**Request 1**
Please write out the part of the video arcades post below, starting at "In 1981, the" and ending at "of blocks away.".
**Request 2**
Extend the video arcades post below with the text that follows its final sentence.

**Source**
========================================
Saturday, June 14, 2008
Requiem for the Arcades
Earlier this week, GBGames posted a link and commentary on an article in the Chicago Tribune entitled, "Video Arcades' Last Gasp." I was kind of surprised to feel as much nostalgia and sadness reading the article as I did.
I guess there's a thing about the "formative years." You assume life will always be the same as it was when you were thirteen - except the things you personally want to change, of course. For me, Gary Gygax was immortal (as was everyone else around me), Vinyl LPs were THE medium for music, Van Halen was going to rock forever, Harrison Ford was perpetually 40, George Lucas and Steven Spielberg were always going to make great movies, and video arcades and coin-operated video games were going to be permanent fixtures of American culture - though they'd just keep getting better and better.
In 1981, the video game craze was just starting to hit full force. Expert pundits were daily proclaiming that video games were only a passing fad, soon to be as forgotten as hula hoops and pet rocks. "Pac Man Fever" began sweeping the nation, even garnering nods from Time Magazine. Coin-op arcade machines were found almost everywhere - from the neighborhood 7-Eleven to the corner nooks of any casual restaurant. Handheld gaming hadn't come of age - rather than bringing a DS around with us, we kept quarters in our pocket. Video gaming was rarely more than a couple of blocks away.
========================================
**Given data**
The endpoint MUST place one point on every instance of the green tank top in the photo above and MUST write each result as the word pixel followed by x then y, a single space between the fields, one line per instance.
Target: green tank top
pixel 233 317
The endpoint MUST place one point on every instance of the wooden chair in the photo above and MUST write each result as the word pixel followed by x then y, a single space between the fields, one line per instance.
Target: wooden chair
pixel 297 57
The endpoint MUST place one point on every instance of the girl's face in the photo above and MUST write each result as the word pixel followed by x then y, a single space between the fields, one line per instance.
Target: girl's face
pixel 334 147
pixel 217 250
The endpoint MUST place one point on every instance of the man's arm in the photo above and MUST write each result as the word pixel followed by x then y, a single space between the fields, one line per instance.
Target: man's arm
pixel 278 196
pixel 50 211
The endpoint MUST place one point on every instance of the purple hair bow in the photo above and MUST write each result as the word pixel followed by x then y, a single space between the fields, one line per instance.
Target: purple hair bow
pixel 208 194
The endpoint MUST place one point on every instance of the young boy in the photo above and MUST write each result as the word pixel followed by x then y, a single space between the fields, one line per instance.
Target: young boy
========================================
**Task output 1**
In 1981, the video game craze was just starting to hit full force. Expert pundits were daily proclaiming that video games were only a passing fad, soon to be as forgotten as hula hoops and pet rocks. "Pac Man Fever" began sweeping the nation, even garnering nods from Time Magazine. Coin-op arcade machines were found almost everywhere - from the neighborhood 7-Eleven to the corner nooks of any casual restaurant. Handheld gaming hadn't come of age - rather than bringing a DS around with us, we kept quarters in our pocket. Video gaming was rarely more than a couple of blocks away.

**Task output 2**
But the real action was in the arcades. While not ubiquitous, by 1983 they were fixtures of almost any shopping center. You'd see a supermarket, a Radio Shack, maybe a record store or Chinese restaurant, a video store, and - hey, there'd be the arcade. They were usually dark (the better so see the screen, and the better to scare the parents, making them doubly attractive to us), noisy, poorly decorated, and a garden of geekly delights. There's be the strains of music from a radio (or even a juke box) pouring out - some classic rock or 80's pop, usual. Something by The Fixx or Foreigner or Van Halen or even... Men At Work. Or Journey. If not from the radio, then from a pretty awful video game bearing their name, digitized faces, and the synthetic beeping of their top tunes.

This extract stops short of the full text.